Selection.
----------

Kepler Trust Intelligence’s Thomas McMahon questions whether the quality style can continue to outperform at this stage of the market cycle.

By Rob Langston,

News editor, FE Trustnet

Having dominated for the past decade, the quality style has outperformed its growth and the broader market. Yet, with the longevity of the market cycle under question can quality stocks continue to generate the gains investors have become accustomed to?

As the below chart shows, the MSCI World Quality index has significantly outperformed the broad index and the growth style – which has also been dominant in recent years – over the past decade.

Performance of indices over 10yrs 

  Source: FE Analytics

However, there are some difficulties in judging performance by such factor-based indices, according to Kepler trust Intelligence’s Thomas McMahon.

The analyst McMahon noted that quality style indices have significant industry and sector exposure.

“The picture is also complicated by the fact [that] ‘quality’ is a hard factor to define, making it crucial to understand the investment process of a manager thoroughly,” he said.

For example, said McMahon, the MSCI World Quality index has a significant overweight to the US – making up about three-quarters on the index – compared with 63.3 per cent for the broad index.

----------

Supplied information.
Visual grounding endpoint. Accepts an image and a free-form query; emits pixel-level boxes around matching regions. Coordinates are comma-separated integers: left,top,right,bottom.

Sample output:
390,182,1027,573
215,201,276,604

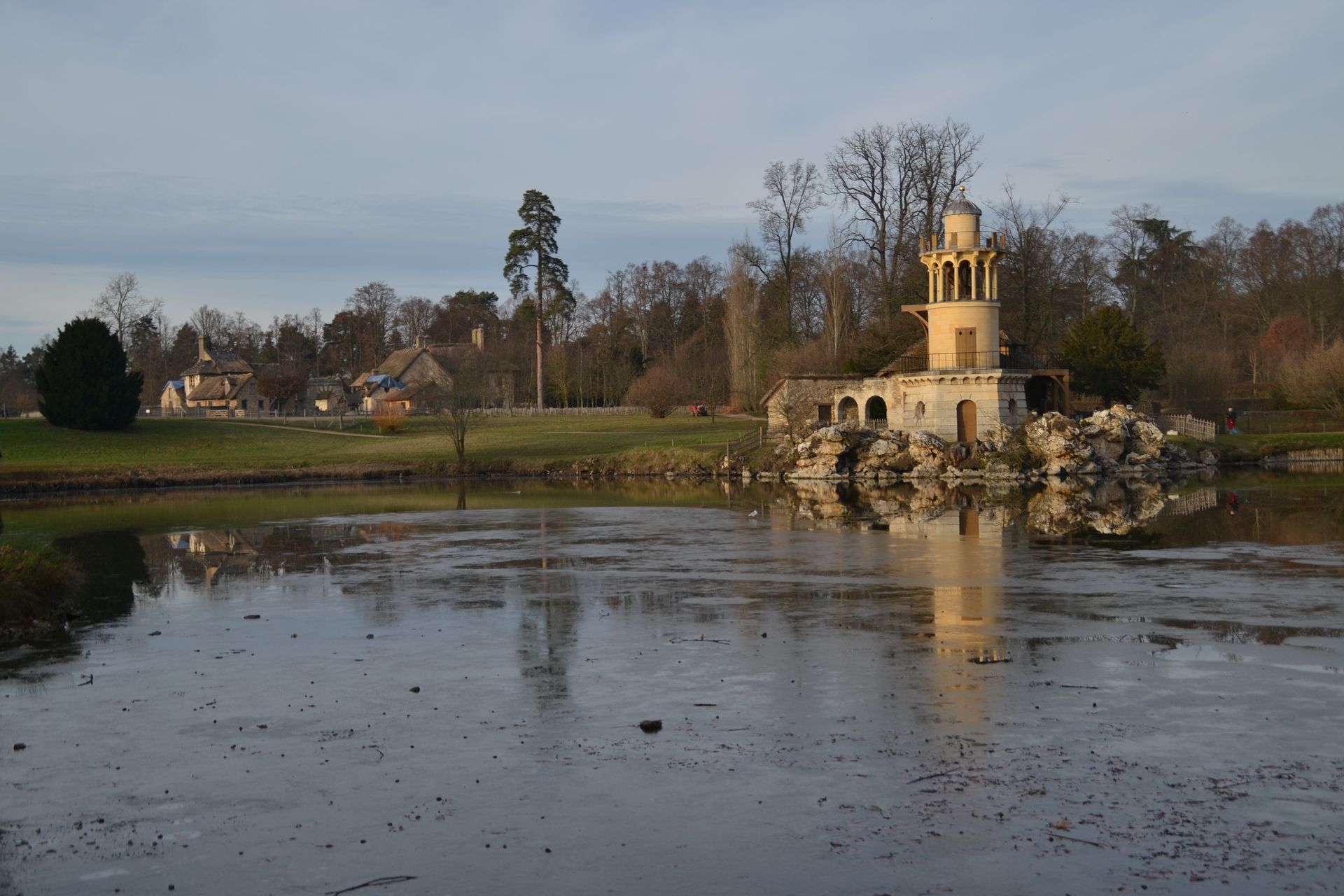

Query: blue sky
0,0,1344,352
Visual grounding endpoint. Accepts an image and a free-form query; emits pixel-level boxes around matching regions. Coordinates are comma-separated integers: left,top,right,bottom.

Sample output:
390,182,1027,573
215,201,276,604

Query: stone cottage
170,336,262,416
351,326,514,414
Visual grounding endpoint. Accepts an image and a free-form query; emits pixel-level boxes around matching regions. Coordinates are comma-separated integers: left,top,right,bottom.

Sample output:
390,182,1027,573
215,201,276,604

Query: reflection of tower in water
929,506,1004,661
890,501,1008,722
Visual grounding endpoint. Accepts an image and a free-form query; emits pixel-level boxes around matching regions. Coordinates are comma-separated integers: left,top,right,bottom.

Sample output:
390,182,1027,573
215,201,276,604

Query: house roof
181,351,253,379
187,373,253,402
368,342,513,386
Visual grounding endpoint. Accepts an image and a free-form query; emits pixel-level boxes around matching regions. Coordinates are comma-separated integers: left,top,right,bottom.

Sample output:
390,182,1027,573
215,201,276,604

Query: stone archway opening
957,398,977,442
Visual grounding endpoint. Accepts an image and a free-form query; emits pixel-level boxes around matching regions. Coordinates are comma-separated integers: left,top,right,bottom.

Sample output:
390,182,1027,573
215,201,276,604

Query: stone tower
900,187,1033,442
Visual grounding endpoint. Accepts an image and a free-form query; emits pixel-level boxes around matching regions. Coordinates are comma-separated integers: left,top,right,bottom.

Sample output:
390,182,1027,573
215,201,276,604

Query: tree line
10,120,1344,408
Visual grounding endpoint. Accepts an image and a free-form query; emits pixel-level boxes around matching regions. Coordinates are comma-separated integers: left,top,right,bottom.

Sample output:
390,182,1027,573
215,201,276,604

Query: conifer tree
1059,305,1167,406
36,317,145,430
504,190,570,412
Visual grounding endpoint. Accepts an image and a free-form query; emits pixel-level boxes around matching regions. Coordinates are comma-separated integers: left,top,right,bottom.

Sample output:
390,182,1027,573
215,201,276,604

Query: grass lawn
1214,433,1344,461
0,415,761,488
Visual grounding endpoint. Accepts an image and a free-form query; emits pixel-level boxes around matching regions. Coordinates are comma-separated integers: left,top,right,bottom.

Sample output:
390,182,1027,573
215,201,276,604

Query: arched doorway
863,395,887,426
957,398,976,442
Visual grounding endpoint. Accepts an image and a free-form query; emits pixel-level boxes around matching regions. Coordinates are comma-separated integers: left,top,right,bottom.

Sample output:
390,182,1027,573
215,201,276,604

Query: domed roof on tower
942,187,980,216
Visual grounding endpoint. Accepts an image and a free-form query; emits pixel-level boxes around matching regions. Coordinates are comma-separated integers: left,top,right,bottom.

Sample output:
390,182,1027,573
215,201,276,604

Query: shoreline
0,451,1344,501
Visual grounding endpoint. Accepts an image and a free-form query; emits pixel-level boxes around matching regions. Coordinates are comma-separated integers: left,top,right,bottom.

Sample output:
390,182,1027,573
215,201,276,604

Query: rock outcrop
777,405,1218,484
781,477,1188,536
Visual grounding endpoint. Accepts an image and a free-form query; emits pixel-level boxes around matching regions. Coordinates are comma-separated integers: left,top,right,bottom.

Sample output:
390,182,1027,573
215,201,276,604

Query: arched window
863,395,887,426
957,398,977,442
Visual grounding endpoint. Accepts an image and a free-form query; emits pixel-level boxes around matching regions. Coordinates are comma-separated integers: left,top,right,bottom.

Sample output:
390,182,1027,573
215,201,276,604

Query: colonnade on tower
919,187,1007,305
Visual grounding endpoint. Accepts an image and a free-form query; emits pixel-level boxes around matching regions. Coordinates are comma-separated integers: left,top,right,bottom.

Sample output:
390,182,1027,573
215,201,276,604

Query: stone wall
891,371,1028,440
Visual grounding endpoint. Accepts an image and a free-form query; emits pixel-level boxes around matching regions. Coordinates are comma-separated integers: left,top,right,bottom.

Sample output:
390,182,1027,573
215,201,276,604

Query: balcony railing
919,230,1008,253
887,345,1056,373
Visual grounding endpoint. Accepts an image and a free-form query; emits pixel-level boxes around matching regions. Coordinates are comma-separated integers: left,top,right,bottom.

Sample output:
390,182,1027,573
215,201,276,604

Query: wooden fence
1157,414,1218,442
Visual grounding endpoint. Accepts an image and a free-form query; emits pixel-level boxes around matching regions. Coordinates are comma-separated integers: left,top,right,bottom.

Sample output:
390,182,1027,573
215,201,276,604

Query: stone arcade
764,187,1070,442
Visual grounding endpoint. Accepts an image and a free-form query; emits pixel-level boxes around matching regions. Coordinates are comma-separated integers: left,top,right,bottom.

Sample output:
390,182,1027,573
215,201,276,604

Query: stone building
764,188,1070,442
168,336,262,416
351,326,514,414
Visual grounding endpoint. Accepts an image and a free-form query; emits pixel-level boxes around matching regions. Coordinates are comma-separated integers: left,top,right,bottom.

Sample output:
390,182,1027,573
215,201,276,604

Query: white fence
1157,414,1218,442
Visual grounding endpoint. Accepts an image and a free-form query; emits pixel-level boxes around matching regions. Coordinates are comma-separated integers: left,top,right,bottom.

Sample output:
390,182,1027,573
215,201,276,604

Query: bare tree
345,281,400,360
396,295,438,345
1106,203,1161,326
827,124,916,314
817,225,855,360
89,272,162,351
900,118,983,241
723,251,762,408
992,181,1071,345
748,158,821,336
424,354,486,470
187,305,228,344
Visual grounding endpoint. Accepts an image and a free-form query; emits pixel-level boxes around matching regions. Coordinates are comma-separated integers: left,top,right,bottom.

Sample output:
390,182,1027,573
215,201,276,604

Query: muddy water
0,477,1344,896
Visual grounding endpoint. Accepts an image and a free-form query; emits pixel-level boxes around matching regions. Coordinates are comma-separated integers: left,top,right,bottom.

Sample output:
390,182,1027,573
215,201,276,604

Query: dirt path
225,421,390,440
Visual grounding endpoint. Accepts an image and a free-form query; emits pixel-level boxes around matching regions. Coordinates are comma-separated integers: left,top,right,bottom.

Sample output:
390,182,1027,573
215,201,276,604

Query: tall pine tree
504,190,570,412
36,317,145,430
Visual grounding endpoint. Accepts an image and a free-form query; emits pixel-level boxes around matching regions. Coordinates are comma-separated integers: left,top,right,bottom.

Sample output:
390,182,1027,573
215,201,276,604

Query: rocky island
770,405,1218,484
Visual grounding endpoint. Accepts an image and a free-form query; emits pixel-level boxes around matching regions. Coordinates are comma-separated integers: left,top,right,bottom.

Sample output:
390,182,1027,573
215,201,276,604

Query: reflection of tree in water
517,598,583,708
51,532,160,622
517,510,583,709
140,522,409,589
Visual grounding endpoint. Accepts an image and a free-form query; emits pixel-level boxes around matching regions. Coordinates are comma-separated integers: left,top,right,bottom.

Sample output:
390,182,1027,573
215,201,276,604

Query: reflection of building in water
168,529,258,587
887,505,1005,661
153,522,382,589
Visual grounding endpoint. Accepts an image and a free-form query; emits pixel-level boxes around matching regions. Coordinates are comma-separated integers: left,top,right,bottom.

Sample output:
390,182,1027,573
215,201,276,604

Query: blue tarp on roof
365,373,406,392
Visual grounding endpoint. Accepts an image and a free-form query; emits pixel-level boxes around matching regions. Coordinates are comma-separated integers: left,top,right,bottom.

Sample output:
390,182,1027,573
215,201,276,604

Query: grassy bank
1192,433,1344,463
0,416,761,493
0,544,80,643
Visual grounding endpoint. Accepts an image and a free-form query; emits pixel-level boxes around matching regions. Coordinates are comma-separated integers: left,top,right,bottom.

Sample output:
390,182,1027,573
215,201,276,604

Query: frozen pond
0,475,1344,896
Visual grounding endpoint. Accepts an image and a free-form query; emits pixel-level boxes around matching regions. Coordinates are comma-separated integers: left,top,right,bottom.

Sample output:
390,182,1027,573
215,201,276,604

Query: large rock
777,405,1218,483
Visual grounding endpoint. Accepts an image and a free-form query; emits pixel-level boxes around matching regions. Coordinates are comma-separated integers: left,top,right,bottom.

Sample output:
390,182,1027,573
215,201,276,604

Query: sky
0,0,1344,354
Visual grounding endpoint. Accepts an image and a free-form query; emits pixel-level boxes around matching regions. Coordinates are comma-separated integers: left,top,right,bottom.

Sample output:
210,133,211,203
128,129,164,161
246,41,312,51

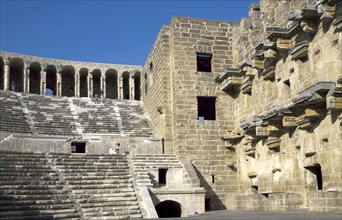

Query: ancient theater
0,0,342,219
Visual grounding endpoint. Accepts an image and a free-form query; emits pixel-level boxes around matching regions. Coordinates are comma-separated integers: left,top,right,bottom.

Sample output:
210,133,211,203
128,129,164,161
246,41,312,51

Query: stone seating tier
0,92,31,133
49,154,142,219
0,152,81,219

----------

Extend the article on whether quality stocks can keep outperforming, picking up right after its final sentence about the US weighting of the MSCI World Quality index.

Written response.
As the US has led the global market higher since the global financial crisis it’s little surprise that the style index has outperformed.

Additionally, the sector weighting for the top-performing technology sector is more than double that of the broad index – 35 per cent to 16.6 per cent.

Nevertheless, the style has performed particularly well in recent years, prompting McMahon to ask whether it is “time to take profits and look elsewhere”. 

Maybe not, he suggested.

“In our view, it is important to look at fundamentals rather than worrying about mean reversion, which is merely giving in to the gambler’s fallacy – unless backed up by a reasoned case for prices or values to revert to a historic mean.”


One of the greatest arguments in favour of the style should be enhanced during a downturn given the style’s “strong historic tendency to protect on the downside”.

“In theory, when markets sell-off investors will prefer to hold on to the companies with surer prospects – more secure balance sheets, better profitability, less cyclicality – and sell the more indebted or more economically sensitive ones first,” McMahon explained.

Rolling 10-yr downside risk over 10yrs

 

Source: FE Analytics

McMahon said the MSCI World Quality index has a long track record of outperformance displaying lower maximum drawdown, lower volatility and lower downside risk than the broad index.

In addition, he said, while the quality index has tended to underperform in the sharpest rallies, these are unlikely to occur in the near future as the low growth, low-rate environment is likely to persist.

“This is conducive to a quality style favouring companies with stable earnings and defendable niches, and those which have earnings that are less dependent on economic growth in the wider economy,” he said.

“The likeliest way out of this state is a recession rather than an inflationary tear at the moment, and in that case we would expect quality to outperform, in line with its impressive record on the downside.”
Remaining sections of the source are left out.